■ **BRANO DI TESTO**:
Anna Cappelli (Art. corrente, Pag. 1, Foto generica)@artiscenichecom

 

Quest’anno Operaestate Festival Veneto festeggia 35 anni e si conferma come una delle rassegne più interessanti per quanto riguarda la scena contemporanea, sia a livello internazionale che locale, con la proposta di compagnie e artisti emergenti o affermati. Anche quest’anno grande successo hanno riscosso le rassegne collaterali di contemporaneo, Bmotion danza e Bmotion teatro, con iniziative che hanno coinvolto il pubblico tramite degli incontri finalizzati ad affinare la consapevolezza dello spettatore attraverso un percorso critico. Abbiamo incontrato Nicola Cecconi, drammaturgo e regista della compagnia Ailuros di Treviso che ha collaborato anche con Color Teatri di Bassano. Gli Ailuros hanno proposto uno studio su una loro pièce in cui un uomo investe il cane del vicino, si sente incolpa e decide di diventare vegano. Questa scelta diventa così insopportabile per lui che decide di morire, e invita il pubblico a suggerirgli una motivazione valida, confessando di invidiare gli estremisti islamici che riescono ad avere una convinzione tanto salda da portarli a diventare dei kamikaze.

Questa pièce parla di vita e di morte: il protagonista uccide per caso un cane, si sente in colpa e arriva al veganesimo, dice che sta morendo con la voglia di un panino e invidia i kamikaze. È tutto molto comico e isterico, come siete arrivati al pensiero di invidiare chi riesce a fare una cosa così estrema con tanta facilità?

■ **COSE DA FARE**:
- A) Secondo il brano, quanti anni festeggia quest'anno Operaestate Festival Veneto?
- B) Trascrivi di nuovo la parte del brano compresa tra "Questa pièce parla" e "con tanta facilità?", estremi inclusi, cambiando "cane" in "gatto".
Per rispondere basatevi soltanto sul brano.

■ **ESTRATTO DEL DATASET**:
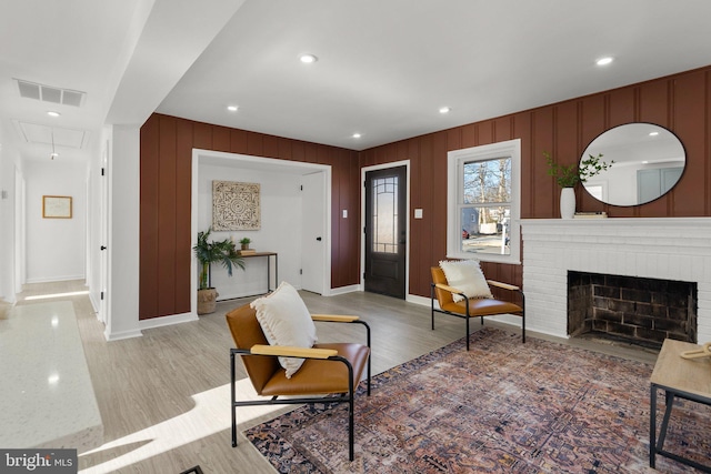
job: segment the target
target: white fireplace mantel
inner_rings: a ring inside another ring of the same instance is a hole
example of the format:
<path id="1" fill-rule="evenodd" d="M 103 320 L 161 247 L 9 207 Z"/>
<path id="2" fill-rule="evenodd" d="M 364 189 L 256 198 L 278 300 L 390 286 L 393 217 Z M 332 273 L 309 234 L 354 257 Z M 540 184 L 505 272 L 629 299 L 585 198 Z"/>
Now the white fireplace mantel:
<path id="1" fill-rule="evenodd" d="M 568 336 L 568 271 L 698 285 L 698 342 L 711 341 L 711 218 L 523 219 L 527 329 Z"/>

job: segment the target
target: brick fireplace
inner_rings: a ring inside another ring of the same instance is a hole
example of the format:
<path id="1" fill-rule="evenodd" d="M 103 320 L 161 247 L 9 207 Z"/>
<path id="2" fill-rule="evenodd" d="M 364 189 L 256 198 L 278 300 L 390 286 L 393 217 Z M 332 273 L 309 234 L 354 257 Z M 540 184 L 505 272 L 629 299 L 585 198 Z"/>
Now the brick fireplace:
<path id="1" fill-rule="evenodd" d="M 697 341 L 697 284 L 568 272 L 568 335 L 602 335 L 661 347 Z"/>
<path id="2" fill-rule="evenodd" d="M 685 322 L 670 330 L 673 335 L 667 332 L 663 336 L 701 343 L 711 341 L 711 219 L 524 219 L 521 221 L 521 234 L 527 329 L 561 337 L 574 335 L 577 330 L 572 334 L 569 331 L 569 272 L 577 272 L 622 279 L 610 280 L 607 290 L 599 290 L 614 292 L 610 289 L 617 288 L 618 295 L 622 288 L 618 283 L 629 281 L 627 278 L 648 279 L 643 283 L 645 285 L 657 280 L 688 283 L 690 286 L 684 291 L 691 292 L 695 299 L 692 302 L 695 322 Z M 619 301 L 611 304 L 621 313 L 630 309 L 629 301 L 615 300 Z M 641 316 L 647 317 L 653 311 L 662 310 L 641 306 Z M 681 310 L 674 306 L 671 311 L 672 320 L 681 317 Z M 612 317 L 609 313 L 607 316 Z M 630 313 L 628 321 L 634 317 L 640 315 Z M 642 326 L 648 323 L 644 321 Z M 660 322 L 657 326 L 668 324 L 670 321 Z M 688 330 L 690 325 L 694 327 Z M 677 334 L 681 326 L 684 326 L 684 336 Z M 653 341 L 662 337 L 662 333 L 648 335 Z"/>

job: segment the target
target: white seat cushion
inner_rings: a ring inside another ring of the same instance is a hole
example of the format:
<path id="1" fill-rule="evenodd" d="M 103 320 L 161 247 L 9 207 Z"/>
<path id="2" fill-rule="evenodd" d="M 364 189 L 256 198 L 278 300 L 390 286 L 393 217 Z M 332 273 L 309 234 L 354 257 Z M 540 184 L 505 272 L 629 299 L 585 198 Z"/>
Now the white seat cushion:
<path id="1" fill-rule="evenodd" d="M 462 291 L 467 297 L 493 297 L 478 260 L 443 260 L 440 268 L 447 276 L 447 284 Z M 452 297 L 455 302 L 463 300 L 458 294 Z"/>
<path id="2" fill-rule="evenodd" d="M 271 345 L 311 347 L 317 341 L 316 325 L 311 314 L 297 290 L 282 282 L 267 296 L 252 301 L 250 306 L 257 311 L 257 321 Z M 287 379 L 303 364 L 303 359 L 279 357 L 287 371 Z"/>

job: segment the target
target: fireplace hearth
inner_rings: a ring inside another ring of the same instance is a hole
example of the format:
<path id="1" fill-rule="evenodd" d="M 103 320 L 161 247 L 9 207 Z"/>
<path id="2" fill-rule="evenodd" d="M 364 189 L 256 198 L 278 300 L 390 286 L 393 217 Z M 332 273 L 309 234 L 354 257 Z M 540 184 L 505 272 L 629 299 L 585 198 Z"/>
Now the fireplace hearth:
<path id="1" fill-rule="evenodd" d="M 697 340 L 697 283 L 568 272 L 568 334 L 644 346 Z"/>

■ **SOLUZIONI DEI PROBLEMI**:
- A) Festeggia 35 anni.

- B)
Questa pièce parla di vita e di morte: il protagonista uccide per caso un gatto, si sente in colpa e arriva al veganesimo, dice che sta morendo con la voglia di un panino e invidia i kamikaze. È tutto molto comico e isterico, come siete arrivati al pensiero di invidiare chi riesce a fare una cosa così estrema con tanta facilità?